### [Exercise brief]
Collect every line in the items below that contains the string "concrete"; matches are case-sensitive.
- - -
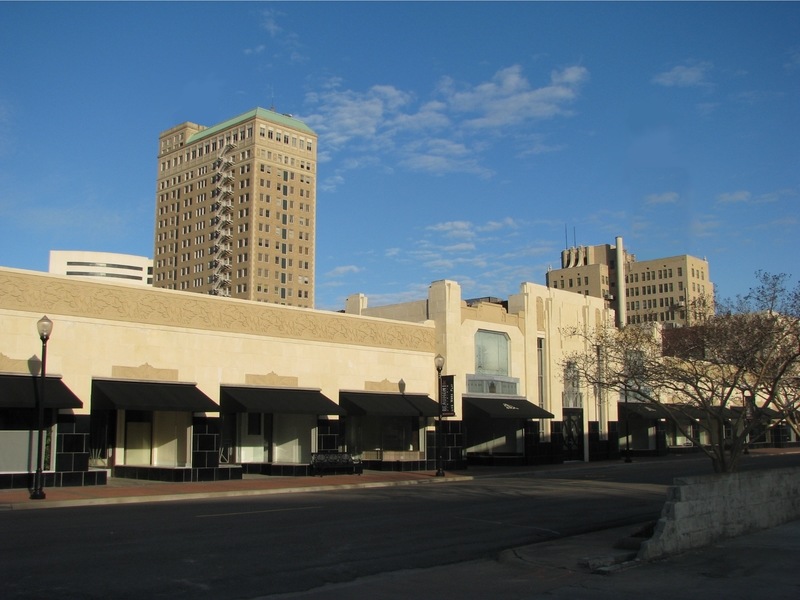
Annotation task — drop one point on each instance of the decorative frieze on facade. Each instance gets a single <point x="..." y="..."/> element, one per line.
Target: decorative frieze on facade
<point x="270" y="380"/>
<point x="50" y="294"/>
<point x="19" y="365"/>
<point x="144" y="372"/>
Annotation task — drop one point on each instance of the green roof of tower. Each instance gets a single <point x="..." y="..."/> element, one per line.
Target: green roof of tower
<point x="263" y="113"/>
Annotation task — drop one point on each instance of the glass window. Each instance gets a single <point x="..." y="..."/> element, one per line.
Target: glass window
<point x="491" y="353"/>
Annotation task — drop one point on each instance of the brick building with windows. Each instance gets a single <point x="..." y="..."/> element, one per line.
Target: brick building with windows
<point x="236" y="209"/>
<point x="664" y="290"/>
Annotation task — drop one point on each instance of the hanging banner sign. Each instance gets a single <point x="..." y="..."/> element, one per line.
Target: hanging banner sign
<point x="447" y="396"/>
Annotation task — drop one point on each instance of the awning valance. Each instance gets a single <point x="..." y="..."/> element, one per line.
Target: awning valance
<point x="277" y="401"/>
<point x="21" y="391"/>
<point x="387" y="404"/>
<point x="111" y="394"/>
<point x="505" y="407"/>
<point x="644" y="410"/>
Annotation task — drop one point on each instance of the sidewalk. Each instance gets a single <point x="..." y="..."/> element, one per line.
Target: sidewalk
<point x="575" y="568"/>
<point x="130" y="491"/>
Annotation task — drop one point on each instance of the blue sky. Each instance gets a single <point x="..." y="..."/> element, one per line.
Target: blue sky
<point x="466" y="141"/>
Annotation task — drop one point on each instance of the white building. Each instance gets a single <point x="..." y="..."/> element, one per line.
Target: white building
<point x="102" y="266"/>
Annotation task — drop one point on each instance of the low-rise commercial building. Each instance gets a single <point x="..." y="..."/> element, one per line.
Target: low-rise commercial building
<point x="152" y="383"/>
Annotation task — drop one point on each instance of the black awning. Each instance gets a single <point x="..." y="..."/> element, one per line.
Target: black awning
<point x="21" y="391"/>
<point x="644" y="410"/>
<point x="111" y="394"/>
<point x="385" y="404"/>
<point x="277" y="401"/>
<point x="507" y="408"/>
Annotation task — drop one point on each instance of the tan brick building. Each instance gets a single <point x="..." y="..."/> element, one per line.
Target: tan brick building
<point x="236" y="209"/>
<point x="663" y="290"/>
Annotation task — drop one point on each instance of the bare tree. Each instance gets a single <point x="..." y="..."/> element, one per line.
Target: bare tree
<point x="718" y="379"/>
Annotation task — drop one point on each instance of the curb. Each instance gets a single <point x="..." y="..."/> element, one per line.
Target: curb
<point x="188" y="496"/>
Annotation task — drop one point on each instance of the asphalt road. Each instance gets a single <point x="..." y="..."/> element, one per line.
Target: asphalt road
<point x="259" y="546"/>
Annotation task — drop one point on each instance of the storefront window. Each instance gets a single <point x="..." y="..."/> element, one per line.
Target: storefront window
<point x="491" y="353"/>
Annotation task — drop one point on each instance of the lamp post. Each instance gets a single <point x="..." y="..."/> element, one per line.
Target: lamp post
<point x="439" y="363"/>
<point x="627" y="427"/>
<point x="44" y="326"/>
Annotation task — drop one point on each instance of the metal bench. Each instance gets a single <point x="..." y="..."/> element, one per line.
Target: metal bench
<point x="335" y="463"/>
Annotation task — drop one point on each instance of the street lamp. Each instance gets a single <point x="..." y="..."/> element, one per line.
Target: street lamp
<point x="439" y="363"/>
<point x="44" y="326"/>
<point x="627" y="426"/>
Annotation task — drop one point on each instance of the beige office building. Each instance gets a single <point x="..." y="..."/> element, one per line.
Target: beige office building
<point x="664" y="290"/>
<point x="236" y="209"/>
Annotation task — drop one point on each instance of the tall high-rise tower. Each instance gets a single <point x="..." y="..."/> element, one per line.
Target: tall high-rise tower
<point x="236" y="209"/>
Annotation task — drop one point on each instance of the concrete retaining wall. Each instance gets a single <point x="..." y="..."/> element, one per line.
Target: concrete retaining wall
<point x="702" y="510"/>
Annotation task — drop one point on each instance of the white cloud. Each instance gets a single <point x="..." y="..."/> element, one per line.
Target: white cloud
<point x="508" y="99"/>
<point x="734" y="197"/>
<point x="664" y="198"/>
<point x="704" y="226"/>
<point x="460" y="229"/>
<point x="343" y="270"/>
<point x="443" y="134"/>
<point x="690" y="75"/>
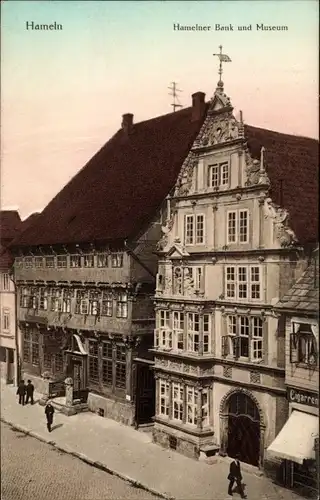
- - -
### [Output below]
Annotation task — drop one point on each instance of the concrete retaining wall. Each instance gets a single <point x="..." y="..."/> element, one per line.
Target: concrete retaining wall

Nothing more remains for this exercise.